■ **What this task involves**
Update the material below by replacing each occurrence of "component" with "system" and leaving all other text unchanged.

■ **Input**
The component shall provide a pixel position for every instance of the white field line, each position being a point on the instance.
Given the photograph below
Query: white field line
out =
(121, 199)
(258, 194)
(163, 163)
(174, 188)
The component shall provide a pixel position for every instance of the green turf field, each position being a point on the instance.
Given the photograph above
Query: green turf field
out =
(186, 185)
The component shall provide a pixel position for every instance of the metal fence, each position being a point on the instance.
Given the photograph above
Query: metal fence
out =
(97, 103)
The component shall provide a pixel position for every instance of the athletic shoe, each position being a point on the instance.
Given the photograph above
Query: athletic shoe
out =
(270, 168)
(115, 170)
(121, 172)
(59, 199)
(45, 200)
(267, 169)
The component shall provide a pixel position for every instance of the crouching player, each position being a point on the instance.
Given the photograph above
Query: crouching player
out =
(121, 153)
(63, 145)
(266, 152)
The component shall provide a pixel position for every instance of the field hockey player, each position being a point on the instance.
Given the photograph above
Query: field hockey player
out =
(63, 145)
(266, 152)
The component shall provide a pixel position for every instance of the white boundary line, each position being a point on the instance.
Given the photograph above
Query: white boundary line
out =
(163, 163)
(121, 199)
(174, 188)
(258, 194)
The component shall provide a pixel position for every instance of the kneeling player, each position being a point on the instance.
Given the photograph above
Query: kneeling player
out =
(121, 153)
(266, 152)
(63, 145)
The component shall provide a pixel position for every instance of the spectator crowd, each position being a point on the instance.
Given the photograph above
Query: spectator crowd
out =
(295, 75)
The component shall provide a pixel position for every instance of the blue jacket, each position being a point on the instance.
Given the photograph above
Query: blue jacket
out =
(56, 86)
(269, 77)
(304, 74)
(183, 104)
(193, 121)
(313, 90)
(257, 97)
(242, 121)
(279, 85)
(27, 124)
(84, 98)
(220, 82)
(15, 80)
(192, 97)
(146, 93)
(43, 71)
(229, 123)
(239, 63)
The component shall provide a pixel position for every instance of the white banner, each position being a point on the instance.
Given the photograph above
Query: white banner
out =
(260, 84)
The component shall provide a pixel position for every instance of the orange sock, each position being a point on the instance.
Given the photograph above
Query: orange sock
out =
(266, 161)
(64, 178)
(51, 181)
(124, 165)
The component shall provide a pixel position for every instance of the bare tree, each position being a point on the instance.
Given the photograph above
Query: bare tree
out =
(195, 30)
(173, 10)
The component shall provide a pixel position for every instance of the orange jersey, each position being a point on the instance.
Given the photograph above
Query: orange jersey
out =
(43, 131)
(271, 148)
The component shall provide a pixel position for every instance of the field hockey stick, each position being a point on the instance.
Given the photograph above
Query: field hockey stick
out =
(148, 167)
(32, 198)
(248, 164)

■ **Written answer**
The system shall provide a pixel position for every instance of the white field line, each position being a point on the instance.
Given the photograph below
Query: white field line
out =
(121, 199)
(258, 194)
(163, 163)
(174, 188)
The system shall provide a pixel position for every instance of the green turf field, each position being a point on the instance.
Given the photograph above
Query: green turf field
out =
(186, 185)
The system shall provide a pixel position for every instance of the metal fence, each position being a point on the instance.
Given the photograph above
Query: metal fence
out =
(97, 103)
The system shall provide a pixel position for every instance of the athletic shoe, each position being a point on the instance.
Given the photograph above
Query: athletic shoe
out =
(270, 168)
(115, 170)
(121, 172)
(59, 199)
(45, 200)
(267, 169)
The system shall provide a pixel position for every instance of the crouching player, each position being a point on the instance.
Given the photograph above
Query: crouching player
out =
(121, 153)
(63, 145)
(266, 152)
The system shall provide a pixel position for every instance of the field hockey player, each position being a point on the instance.
Given the photograph above
Query: field hockey player
out =
(63, 145)
(266, 152)
The system shall provide a pixel position for every instance of the white boundary line, each position being a point on the instance.
Given the photograph above
Query: white boundary line
out =
(163, 163)
(121, 199)
(174, 188)
(258, 194)
The system shall provide a pixel position for every instance of the kneeling player, each position being a point on the instance.
Given the photograph above
Query: kneeling player
out =
(121, 153)
(266, 152)
(63, 145)
The system shall provide a pixel position for every instance of the spectator crowd, each position being a point on the instance.
Given the photograph above
Query: spectator crowd
out =
(295, 75)
The system shall provide a pixel position for every instance of the blue jacket, each position being a point on the instance.
Given the photograph above
Query: blue jacket
out =
(56, 86)
(269, 77)
(304, 74)
(183, 104)
(193, 121)
(313, 90)
(257, 97)
(242, 121)
(279, 85)
(27, 124)
(84, 98)
(220, 82)
(15, 80)
(192, 97)
(146, 93)
(43, 71)
(229, 123)
(239, 63)
The system shall provide a pixel position for every instance of the white banner, each position being a point on the instance.
Given the photograph above
Query: white banner
out =
(260, 84)
The system shall provide a pixel position for every instance of the orange sock, each position being a point on the instance.
Given the photograph above
Query: orange sock
out =
(266, 161)
(64, 178)
(51, 181)
(124, 165)
The system shall provide a pixel position for every instance of the bare tree, each position being a point on the instance.
Given the photograph above
Query: bare tree
out =
(195, 30)
(173, 10)
The system shall provide a pixel position for every instance of the orange jersey, each position being a point on the instance.
Given the photograph above
Query: orange jersey
out =
(43, 131)
(271, 148)
The system shall provide a pixel position for every instance of the field hockey stick, each position being a point on the instance.
Given the photograph above
Query: field hockey stick
out =
(148, 167)
(32, 198)
(248, 164)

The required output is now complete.